--- DATA SHOWN ---

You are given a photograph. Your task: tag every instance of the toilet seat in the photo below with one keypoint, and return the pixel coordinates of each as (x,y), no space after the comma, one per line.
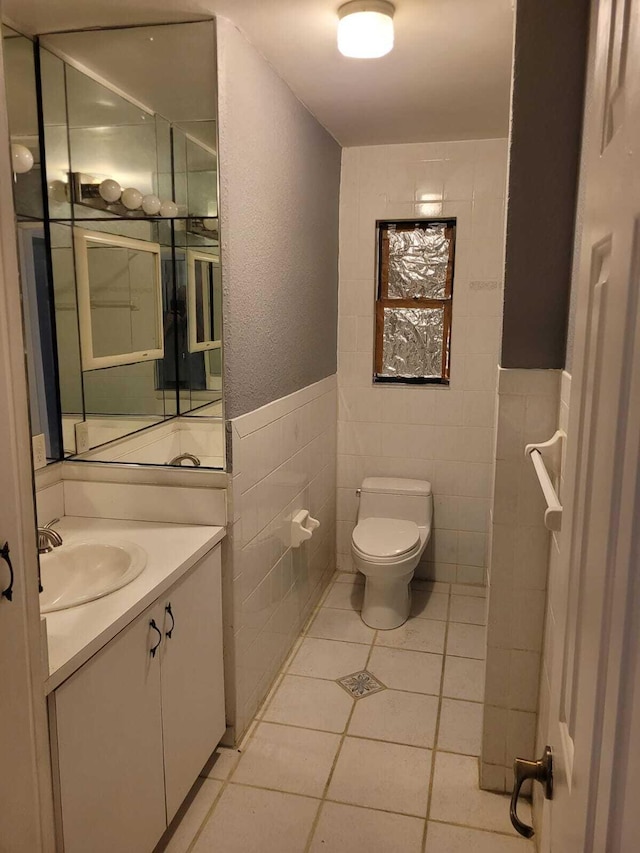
(385,539)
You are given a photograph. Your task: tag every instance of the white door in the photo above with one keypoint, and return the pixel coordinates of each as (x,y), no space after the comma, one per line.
(595,587)
(193,717)
(26,824)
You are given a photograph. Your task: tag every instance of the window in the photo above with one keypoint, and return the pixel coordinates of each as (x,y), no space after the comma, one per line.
(413,308)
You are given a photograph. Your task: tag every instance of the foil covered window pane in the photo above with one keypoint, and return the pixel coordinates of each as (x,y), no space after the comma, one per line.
(412,342)
(418,262)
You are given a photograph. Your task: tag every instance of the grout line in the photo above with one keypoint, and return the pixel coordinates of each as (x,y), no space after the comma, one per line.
(437,730)
(338,753)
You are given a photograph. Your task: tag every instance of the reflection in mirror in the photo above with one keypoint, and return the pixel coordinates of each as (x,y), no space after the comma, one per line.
(119,299)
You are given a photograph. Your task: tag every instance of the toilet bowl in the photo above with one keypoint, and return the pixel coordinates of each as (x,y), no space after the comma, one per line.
(392,531)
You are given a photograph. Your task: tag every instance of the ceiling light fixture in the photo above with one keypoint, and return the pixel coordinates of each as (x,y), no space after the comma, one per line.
(365,28)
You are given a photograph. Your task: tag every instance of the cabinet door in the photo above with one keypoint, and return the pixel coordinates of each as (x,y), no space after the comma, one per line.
(192,677)
(107,717)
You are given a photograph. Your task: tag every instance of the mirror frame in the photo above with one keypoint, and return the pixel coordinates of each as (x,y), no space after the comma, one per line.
(194,344)
(81,237)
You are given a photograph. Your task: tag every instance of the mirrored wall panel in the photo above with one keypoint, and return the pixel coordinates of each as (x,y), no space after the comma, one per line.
(126,198)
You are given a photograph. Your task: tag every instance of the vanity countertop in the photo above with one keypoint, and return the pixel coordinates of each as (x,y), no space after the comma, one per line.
(75,634)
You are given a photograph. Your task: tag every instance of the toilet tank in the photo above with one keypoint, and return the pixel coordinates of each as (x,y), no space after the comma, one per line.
(394,497)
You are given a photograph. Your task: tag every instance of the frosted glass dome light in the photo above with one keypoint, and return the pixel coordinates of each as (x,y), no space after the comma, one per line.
(365,28)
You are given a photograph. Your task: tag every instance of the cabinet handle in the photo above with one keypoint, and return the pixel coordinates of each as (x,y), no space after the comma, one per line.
(154,649)
(173,621)
(4,554)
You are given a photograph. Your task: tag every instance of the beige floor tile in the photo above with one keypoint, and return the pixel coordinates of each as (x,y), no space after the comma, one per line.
(288,759)
(467,608)
(345,596)
(328,658)
(332,624)
(420,635)
(189,819)
(361,830)
(396,716)
(349,577)
(429,605)
(400,669)
(444,838)
(248,820)
(463,679)
(382,775)
(221,763)
(311,703)
(456,796)
(467,641)
(469,589)
(460,728)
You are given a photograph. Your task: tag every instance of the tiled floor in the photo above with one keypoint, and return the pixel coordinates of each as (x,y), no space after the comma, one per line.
(396,770)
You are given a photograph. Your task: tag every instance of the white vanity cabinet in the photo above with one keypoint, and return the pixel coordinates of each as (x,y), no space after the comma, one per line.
(131,729)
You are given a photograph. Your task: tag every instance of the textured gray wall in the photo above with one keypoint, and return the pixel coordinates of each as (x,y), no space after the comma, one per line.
(279,195)
(549,71)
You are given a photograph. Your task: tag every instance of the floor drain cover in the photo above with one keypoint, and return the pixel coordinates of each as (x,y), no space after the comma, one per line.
(360,684)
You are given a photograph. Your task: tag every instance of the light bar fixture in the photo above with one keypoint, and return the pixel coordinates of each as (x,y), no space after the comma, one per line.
(365,28)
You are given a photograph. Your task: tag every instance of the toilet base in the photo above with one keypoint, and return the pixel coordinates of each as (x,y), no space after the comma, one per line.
(387,601)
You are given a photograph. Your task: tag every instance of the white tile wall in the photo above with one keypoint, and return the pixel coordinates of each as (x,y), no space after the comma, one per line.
(528,403)
(284,459)
(441,434)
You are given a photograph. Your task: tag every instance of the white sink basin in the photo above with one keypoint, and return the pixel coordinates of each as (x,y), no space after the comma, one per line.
(83,571)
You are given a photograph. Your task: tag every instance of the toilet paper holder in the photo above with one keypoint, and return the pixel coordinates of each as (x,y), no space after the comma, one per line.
(302,527)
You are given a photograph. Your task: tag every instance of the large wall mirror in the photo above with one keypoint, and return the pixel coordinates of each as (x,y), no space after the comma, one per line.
(119,240)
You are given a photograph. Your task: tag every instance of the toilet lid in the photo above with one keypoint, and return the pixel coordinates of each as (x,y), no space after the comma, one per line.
(385,537)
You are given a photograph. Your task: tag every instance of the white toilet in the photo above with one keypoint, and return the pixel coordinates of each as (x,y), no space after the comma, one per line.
(392,531)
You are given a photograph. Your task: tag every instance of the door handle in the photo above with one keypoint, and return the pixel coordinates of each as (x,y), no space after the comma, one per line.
(540,771)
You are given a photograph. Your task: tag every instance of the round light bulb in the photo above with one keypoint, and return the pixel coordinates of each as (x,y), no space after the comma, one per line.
(131,198)
(110,190)
(365,28)
(21,159)
(169,209)
(151,204)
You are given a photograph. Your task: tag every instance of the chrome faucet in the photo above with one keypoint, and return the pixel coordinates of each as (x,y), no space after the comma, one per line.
(48,538)
(188,457)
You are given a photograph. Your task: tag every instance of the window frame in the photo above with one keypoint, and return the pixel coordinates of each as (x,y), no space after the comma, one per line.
(384,301)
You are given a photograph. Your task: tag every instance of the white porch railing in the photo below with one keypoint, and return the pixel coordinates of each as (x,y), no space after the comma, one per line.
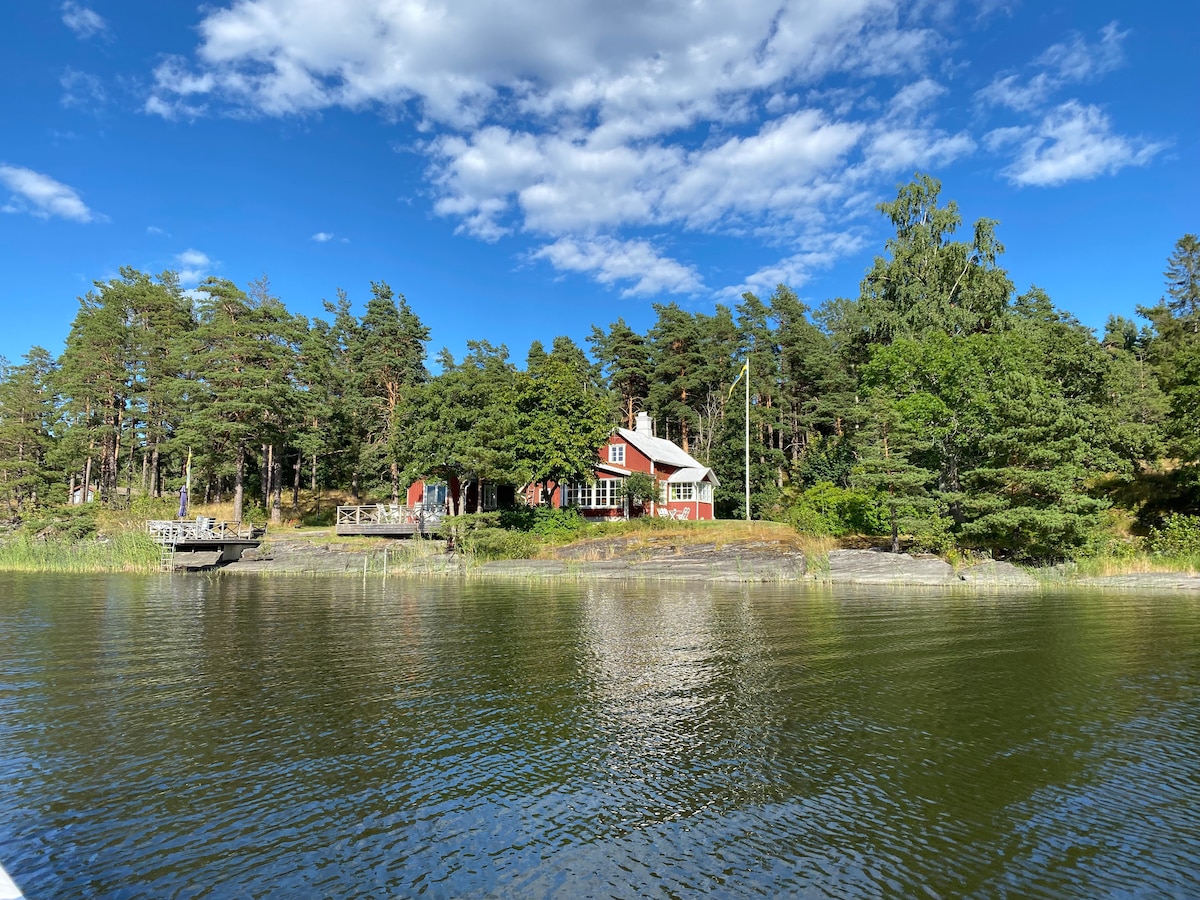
(390,514)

---

- _YOUR OBJECTIVE_
Without the pictures, give all of the entries above again exactly.

- _FINISHED EXERCISE_
You are given a photograph. Your task: tag every instance of the toilet seat in the photo below with one keypoint, and return the pixel coordinates of each as (x,y), no space after the comma, one per line.
(385,539)
You are given a photograph. Your task: tag every instance of the white door in the photo above with one keypoint, and return the pixel coordinates of each as (x,y), no space after the comma, one per line.
(595,587)
(193,717)
(26,824)
You are given a photograph. Your task: tag every instance of the window in the photo above with one keypoint, and return the pixel coordinates of each as (x,y), no space after the comma, one per line.
(413,308)
You are given a photograph. Your task: tag every instance of the foil covered window pane in the photo above with one keypoint, and return the pixel coordinates of each as (x,y), no space after the comma, one per line.
(412,342)
(418,262)
You are given a photograph. Your task: tag every instance of the grout line in the photo above with one keypoint, and return the pixel coordinates of each as (x,y), no space after the comma, one per line.
(437,730)
(338,753)
You are given a photograph. Your task: tag every instance of the reflection in mirror in the photo above with one keypoint, and return the pixel coordinates of each as (x,y), no space after the comma, one per line.
(119,299)
You are given a photograph. Your task: tag every instance of the toilet bowl in the photo above with one keypoint, and return the pixel coordinates of each as (x,y), no space after the comma, one per line.
(392,531)
You are given a photograph. Your task: tag every instance of the ceiling light fixture in the photo above with one keypoint, and return the pixel coordinates of each as (x,y), no space after the comma, one per line.
(365,28)
You are given a photograph. Your task: tag every instance of the cabinet door in the photo above with one keypoint, and return the pixel coordinates of each as (x,y), no space after the comma, one per line.
(192,677)
(107,717)
You are given a photograph. Your task: tag every instance of the mirror frame in the photo above with one keypoint, and return the pixel coordinates of each as (x,y), no space after the comma, one per line.
(194,344)
(81,237)
You are given a photograph. Your task: tag every instance of the mirrored wall panel in the photo above with one keypoint, and return the pixel coordinates of each as (x,y), no space after the comma, one per line.
(126,198)
You are given a photograph. Your task: tag every instance of the vanity countertop in the photo above with one keypoint, and return the pixel coordinates of each as (x,y), no space after the comma, one per line.
(75,634)
You are given a photograph. Your task: tag every instance of the toilet tank in the photo above with one keypoint, and return the pixel coordinates of each as (x,y), no space after the comma, one per line.
(394,497)
You are given a photograph. Your task: tag every instance of the frosted glass dome light in the photo above with one keypoint, and return the pixel coordinates of each as (x,y), no space after the comma, one per line.
(365,28)
You are given a photograph. Your task: tag every instance of the cabinet handle in the photo above with one keypoint, and return the pixel coordinates of each as (x,y), no space after the comma, one per line.
(154,649)
(173,621)
(4,554)
You are given a photograph. Your task: tag every instance of the beige floor tile in the photo above with one keypoint, and return the pixel coordinates of each as (x,y), no space after the comma, one per line.
(288,759)
(467,608)
(345,596)
(328,658)
(332,624)
(420,635)
(189,819)
(361,830)
(396,716)
(349,577)
(429,605)
(400,669)
(444,838)
(248,820)
(463,679)
(382,775)
(221,763)
(311,703)
(456,796)
(467,641)
(469,589)
(460,728)
You are given a photograph. Your task: tag every instance of the tiled floor in the photo above with one keypoint, and return the pixel coordinates of each as (x,y), no space after the comma, one per line.
(396,770)
You are given a photograph. Your task: tag every instance of the white vanity cabinet in the photo above with one keypoint, and return the pixel coordinates of each as (x,y), no space after the comma, one per line.
(131,729)
You are given a photograph. Your task: tag every instance of the textured gray wall in the photo above with one keypoint, and return the pixel coordinates of each as (x,y), no space after the comma, one per line.
(279,195)
(549,71)
You are given a photograph. Your task: tag every instance of the floor drain cover in the photo above with one keypoint, and return the pixel coordinates of each as (x,y), no space after the comma, one per line.
(360,684)
You are given a photograph. Your task: tag every instance of the light bar fixture in the photo above with one keypoint, and return the pixel coordinates of each as (x,y), no space after the comma, one per line.
(365,28)
You are given a photograph. Your task: tag every instance of the toilet base in the photo above with one keypoint, and return the pixel coordinates of each as (x,y), no space after the comma, one per line.
(387,601)
You are given a photograph. Your task: tag every instance of the white tile wall in the photo above with one keypoint, and return the pixel coordinates of each as (x,y), no space after the comma, one per line.
(528,403)
(284,459)
(441,434)
You are given a photograph. Your task: tag every instance of the white sink basin in the photo above with one keypoint, and return the pixel coordinates of each as (x,y), no space after the comma, one per line.
(83,571)
You are given a photograph. Your task: tag every instance of the toilet paper holder in the photo above with one keypoint, and return the pixel coordinates of each as (x,y), no space after the comma, one per line.
(302,527)
You are given a photograph. Your task: tag every instance of the large wall mirror in the photo above with one keypoint, and return the pixel coordinates of each as (x,y), no space after the comma, one per line.
(119,240)
You are given a photograph. Your task: tag every instance of the toilet lid in the photo above with one keypoint, and return the pixel coordinates of each as (x,y), no space after the comma, one per line.
(385,537)
You are given a photograph. Your task: tag every instance of the white toilet in the photo above with one keypoint, and return the pixel coordinates of each as (x,y), no space after the comma, one per line.
(392,531)
You are given a photograph. Your task: tag every instance of the door handle in the photo above with one keypoint, and return the pixel coordinates of each as (x,y), no space after the comma, one per line.
(540,771)
You are given a photograph. Your task: tag every instance of the round light bulb in the photo above with one keypoint, and return the pixel coordinates of each as (x,y), no space after the comma, one per line.
(131,198)
(110,190)
(365,28)
(21,159)
(169,209)
(151,204)
You are given a photograph. Your task: tag every instance of the chrome faucet in the photo above with one keypoint, and return the pixel coordinates of each as (x,y), no space after the comma, one per line.
(48,538)
(188,457)
You are given a photograph. Your task: tag every instance of the window frame in the photo above with one keypoint, and return the pixel coordinates of each as (x,y), no space after the comma, one per line.
(384,301)
You are given a photograph. Your task: tag every instance of the white porch railing in the photo below with one keypoint, and return the pixel coordinates of each as (x,y), no space after the comma, one per line.
(390,514)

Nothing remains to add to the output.